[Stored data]
========
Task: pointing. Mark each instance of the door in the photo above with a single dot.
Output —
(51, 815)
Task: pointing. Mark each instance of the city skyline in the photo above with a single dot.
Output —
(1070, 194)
========
The records shown above are to be retyped exactly, with none omitted.

Task: pointing. Mark each instance of the door in the photo above with a single dot.
Output —
(51, 815)
Task: pointing. Mark each instance of the city skyline in the photo above with a single dot.
Output —
(1070, 194)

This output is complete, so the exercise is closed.